> **What the task requires**: Scale up the records below: write out every line again, requests included, but multiply each point coordinate in the answers by 1.25 and round it to a whole number, with halves going up. Keep the numbers in the requests and their format samples unchanged, and leave the pictures out.

** Begin Entries supplied **

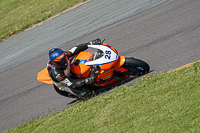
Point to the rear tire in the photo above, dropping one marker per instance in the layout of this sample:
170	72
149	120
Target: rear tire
136	66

** End Entries supplied **

> **Response to the exercise**:
Point to the rear tire in the photo above, dropping one marker per instance in the layout of this sample:
170	72
149	120
Target: rear tire
170	83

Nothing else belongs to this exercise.